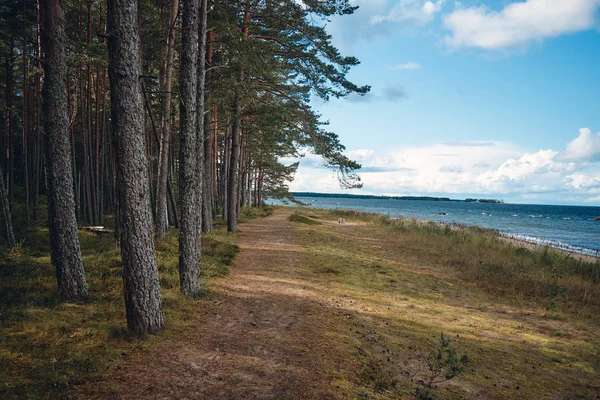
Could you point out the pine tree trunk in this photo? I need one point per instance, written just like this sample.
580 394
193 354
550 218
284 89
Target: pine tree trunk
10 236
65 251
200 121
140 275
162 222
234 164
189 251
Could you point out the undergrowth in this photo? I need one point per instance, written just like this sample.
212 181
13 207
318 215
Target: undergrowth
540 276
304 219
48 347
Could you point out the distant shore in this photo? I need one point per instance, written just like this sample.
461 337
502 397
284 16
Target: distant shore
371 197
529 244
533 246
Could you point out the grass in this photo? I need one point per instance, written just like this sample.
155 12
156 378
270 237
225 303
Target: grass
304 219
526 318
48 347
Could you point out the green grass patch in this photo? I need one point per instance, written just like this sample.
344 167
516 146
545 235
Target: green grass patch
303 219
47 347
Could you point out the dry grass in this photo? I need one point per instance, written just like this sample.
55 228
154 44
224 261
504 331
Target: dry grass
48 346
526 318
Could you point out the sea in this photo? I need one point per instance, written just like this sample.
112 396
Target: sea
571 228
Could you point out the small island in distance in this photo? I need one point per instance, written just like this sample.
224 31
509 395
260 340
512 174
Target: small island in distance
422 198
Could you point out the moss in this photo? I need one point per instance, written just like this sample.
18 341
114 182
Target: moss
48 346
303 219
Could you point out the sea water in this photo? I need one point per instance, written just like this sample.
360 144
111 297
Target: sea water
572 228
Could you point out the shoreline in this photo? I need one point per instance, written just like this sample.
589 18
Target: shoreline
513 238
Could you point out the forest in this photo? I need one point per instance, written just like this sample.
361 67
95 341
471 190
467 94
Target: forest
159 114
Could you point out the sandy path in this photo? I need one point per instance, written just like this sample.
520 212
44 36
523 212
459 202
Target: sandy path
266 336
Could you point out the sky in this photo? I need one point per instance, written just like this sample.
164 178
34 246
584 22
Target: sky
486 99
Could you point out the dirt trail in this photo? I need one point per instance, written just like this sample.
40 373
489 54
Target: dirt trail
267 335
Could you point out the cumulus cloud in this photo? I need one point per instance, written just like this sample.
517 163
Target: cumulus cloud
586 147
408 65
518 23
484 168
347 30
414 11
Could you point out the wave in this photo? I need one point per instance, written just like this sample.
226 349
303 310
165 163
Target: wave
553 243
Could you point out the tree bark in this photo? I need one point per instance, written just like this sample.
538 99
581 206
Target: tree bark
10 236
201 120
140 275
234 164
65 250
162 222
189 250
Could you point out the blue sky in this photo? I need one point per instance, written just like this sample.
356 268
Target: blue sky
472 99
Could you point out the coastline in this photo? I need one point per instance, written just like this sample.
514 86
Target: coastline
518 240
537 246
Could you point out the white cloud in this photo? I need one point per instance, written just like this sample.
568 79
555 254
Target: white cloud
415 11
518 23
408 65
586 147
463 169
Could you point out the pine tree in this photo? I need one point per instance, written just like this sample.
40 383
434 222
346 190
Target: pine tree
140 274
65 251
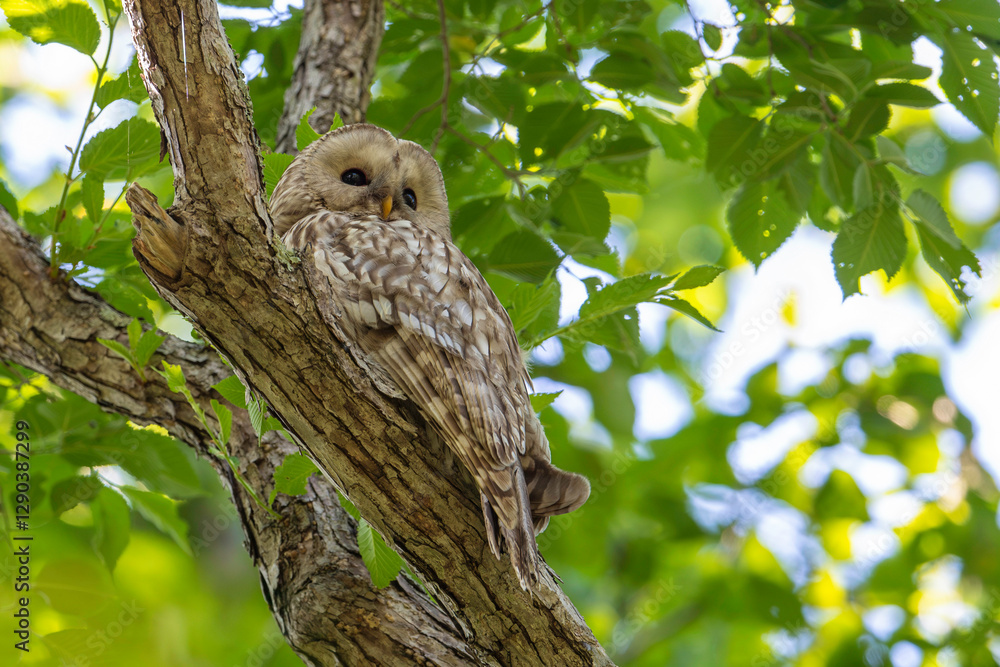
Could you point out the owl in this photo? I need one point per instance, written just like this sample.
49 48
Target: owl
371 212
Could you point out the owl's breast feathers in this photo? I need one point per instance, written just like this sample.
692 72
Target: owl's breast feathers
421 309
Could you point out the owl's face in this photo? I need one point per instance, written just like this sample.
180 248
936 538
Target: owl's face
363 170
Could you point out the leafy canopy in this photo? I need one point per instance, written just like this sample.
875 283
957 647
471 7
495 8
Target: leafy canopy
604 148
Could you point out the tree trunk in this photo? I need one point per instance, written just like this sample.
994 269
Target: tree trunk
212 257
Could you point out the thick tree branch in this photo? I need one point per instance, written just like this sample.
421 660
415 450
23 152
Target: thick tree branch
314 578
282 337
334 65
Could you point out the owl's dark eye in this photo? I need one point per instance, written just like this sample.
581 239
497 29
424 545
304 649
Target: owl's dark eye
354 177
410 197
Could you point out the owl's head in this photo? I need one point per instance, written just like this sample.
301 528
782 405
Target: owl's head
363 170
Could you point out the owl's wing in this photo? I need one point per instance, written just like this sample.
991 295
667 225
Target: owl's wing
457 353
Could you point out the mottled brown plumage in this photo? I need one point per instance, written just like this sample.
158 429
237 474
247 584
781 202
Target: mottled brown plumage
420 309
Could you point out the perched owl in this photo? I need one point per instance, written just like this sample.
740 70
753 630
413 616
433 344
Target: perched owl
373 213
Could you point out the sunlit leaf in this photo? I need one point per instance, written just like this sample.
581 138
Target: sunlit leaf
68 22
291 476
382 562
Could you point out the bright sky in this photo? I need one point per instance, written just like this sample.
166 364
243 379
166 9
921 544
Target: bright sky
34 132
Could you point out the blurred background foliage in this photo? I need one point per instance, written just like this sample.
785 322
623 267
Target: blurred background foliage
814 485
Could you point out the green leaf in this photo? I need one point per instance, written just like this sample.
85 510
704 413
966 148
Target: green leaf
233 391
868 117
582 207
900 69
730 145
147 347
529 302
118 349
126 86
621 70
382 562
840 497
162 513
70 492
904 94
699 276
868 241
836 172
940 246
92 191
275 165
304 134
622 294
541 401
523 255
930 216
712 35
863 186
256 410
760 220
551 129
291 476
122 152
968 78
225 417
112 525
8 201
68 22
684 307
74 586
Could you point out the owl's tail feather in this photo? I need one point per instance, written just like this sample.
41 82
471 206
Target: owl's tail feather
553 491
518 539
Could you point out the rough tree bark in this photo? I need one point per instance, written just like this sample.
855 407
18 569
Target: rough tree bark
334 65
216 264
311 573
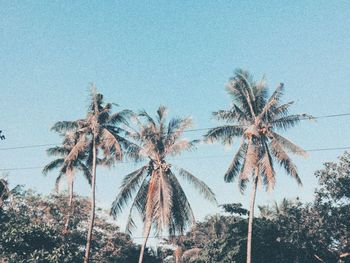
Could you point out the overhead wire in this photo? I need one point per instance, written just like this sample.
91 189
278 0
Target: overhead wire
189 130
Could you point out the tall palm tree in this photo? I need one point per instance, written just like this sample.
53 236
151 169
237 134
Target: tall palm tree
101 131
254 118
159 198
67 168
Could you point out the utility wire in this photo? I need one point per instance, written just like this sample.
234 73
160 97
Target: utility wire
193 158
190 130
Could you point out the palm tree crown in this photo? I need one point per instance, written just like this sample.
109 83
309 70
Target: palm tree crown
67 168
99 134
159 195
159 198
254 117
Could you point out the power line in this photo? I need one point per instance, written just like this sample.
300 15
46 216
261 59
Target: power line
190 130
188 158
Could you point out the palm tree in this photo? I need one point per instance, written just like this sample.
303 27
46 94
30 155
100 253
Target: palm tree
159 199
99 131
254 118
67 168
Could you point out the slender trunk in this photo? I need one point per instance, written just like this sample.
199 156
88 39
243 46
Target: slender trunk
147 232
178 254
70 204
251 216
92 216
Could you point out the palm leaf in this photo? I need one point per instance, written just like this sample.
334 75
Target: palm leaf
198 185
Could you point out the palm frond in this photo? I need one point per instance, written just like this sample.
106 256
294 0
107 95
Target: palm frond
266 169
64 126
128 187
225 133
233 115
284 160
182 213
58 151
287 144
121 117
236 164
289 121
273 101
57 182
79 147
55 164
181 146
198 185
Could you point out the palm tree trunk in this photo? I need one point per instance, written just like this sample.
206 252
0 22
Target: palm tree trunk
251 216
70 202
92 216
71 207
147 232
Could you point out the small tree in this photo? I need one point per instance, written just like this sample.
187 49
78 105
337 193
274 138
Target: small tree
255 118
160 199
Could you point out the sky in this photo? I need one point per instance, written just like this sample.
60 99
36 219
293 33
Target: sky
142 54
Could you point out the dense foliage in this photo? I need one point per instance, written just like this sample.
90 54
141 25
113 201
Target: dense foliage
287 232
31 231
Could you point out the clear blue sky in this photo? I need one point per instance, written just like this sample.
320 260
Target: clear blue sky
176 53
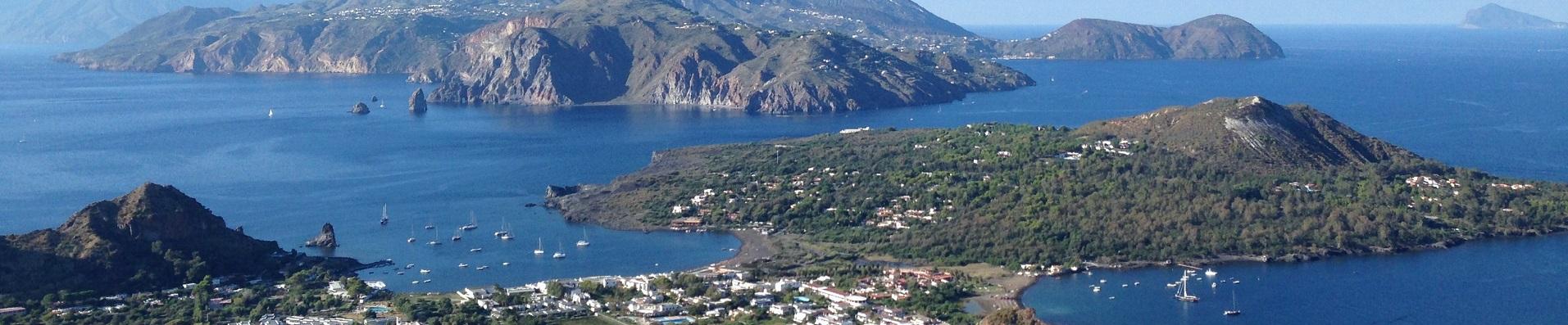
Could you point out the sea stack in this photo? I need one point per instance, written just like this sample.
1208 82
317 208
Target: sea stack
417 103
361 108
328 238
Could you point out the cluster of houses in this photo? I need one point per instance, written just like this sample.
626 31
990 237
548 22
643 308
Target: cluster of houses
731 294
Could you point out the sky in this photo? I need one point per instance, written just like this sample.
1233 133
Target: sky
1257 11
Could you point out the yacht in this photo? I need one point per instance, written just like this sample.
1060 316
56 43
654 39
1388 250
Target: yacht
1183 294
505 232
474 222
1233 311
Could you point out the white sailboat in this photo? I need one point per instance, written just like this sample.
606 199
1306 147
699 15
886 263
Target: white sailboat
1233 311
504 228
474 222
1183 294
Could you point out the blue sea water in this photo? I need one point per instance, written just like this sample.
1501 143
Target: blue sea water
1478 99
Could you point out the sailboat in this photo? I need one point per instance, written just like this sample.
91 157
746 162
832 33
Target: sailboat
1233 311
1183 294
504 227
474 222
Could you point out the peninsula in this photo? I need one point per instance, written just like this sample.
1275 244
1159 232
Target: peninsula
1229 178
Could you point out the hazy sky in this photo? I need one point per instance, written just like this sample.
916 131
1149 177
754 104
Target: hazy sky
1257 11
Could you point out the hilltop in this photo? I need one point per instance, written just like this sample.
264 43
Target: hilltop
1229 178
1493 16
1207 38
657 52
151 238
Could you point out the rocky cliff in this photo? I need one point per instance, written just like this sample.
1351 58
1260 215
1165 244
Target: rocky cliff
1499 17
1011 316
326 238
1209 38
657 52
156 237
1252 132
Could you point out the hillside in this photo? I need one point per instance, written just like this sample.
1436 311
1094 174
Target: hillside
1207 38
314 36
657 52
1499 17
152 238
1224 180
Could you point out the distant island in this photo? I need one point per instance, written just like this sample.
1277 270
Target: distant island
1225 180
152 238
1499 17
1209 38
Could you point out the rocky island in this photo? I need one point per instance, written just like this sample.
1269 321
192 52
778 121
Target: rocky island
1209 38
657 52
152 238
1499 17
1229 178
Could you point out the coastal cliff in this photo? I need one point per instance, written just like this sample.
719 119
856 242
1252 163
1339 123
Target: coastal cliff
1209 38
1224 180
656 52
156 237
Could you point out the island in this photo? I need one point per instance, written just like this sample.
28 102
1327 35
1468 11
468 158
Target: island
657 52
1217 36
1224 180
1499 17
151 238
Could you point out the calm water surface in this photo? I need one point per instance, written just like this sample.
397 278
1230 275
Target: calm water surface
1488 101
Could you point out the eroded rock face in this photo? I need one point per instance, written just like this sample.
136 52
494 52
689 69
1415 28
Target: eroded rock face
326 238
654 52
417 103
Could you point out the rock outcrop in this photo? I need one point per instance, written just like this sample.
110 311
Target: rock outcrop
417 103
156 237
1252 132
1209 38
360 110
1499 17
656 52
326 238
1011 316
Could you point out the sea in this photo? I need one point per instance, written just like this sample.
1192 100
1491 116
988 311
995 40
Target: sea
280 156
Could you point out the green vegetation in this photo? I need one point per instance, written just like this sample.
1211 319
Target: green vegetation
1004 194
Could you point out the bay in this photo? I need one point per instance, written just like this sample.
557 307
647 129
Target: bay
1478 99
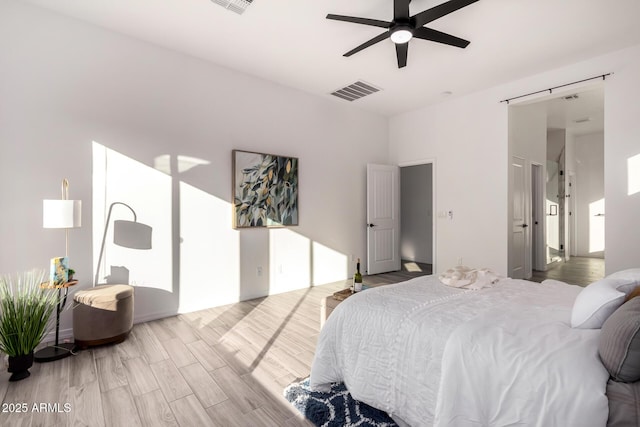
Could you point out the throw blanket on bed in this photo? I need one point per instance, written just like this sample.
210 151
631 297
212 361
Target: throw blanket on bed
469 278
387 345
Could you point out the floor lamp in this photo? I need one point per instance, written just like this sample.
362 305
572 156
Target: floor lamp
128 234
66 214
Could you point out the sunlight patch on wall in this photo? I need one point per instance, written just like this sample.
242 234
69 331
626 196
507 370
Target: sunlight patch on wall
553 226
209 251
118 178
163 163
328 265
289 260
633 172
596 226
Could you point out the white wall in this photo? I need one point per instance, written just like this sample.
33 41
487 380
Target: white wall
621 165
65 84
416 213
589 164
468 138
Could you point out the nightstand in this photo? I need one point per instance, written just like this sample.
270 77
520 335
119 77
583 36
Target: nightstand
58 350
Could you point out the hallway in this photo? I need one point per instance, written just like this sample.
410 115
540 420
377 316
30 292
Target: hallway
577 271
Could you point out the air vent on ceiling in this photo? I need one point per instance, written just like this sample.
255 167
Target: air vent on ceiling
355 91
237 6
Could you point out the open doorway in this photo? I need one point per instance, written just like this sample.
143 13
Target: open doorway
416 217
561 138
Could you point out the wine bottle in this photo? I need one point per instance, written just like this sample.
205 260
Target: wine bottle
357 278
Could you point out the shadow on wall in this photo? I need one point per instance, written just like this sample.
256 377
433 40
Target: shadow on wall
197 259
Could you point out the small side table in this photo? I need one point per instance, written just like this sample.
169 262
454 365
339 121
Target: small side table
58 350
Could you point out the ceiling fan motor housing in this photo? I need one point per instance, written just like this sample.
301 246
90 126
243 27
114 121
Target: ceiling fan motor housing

- _WORK TO BE COMPLETED_:
Could you give again exactly the lines from the line containing "Could you point out the open" through the final line of the data above, and no others?

- _CORRECT OUTPUT_:
Could you point out the open doorway in this photo? I need one point per instance, written just like this sample.
143 13
Target: open doorway
416 217
561 138
Could you point out the wine bottle in this photo? I need one point per instance, written just like this sample.
205 260
Target: wine bottle
357 278
Could you point out the shadow on wall in this photo? I need one point per instance, written just like this sample.
256 377
433 40
Target: shadow on wall
197 259
Could you point out the small side table in this photo? I need one point per instance, written just like this sample.
169 262
454 365
339 121
Target: small side table
58 350
Could you point out the ceiling fan motor housing in this photo? I need one point per instance, written just like this sample.
301 246
90 126
243 27
114 121
Target: ceiling fan motor housing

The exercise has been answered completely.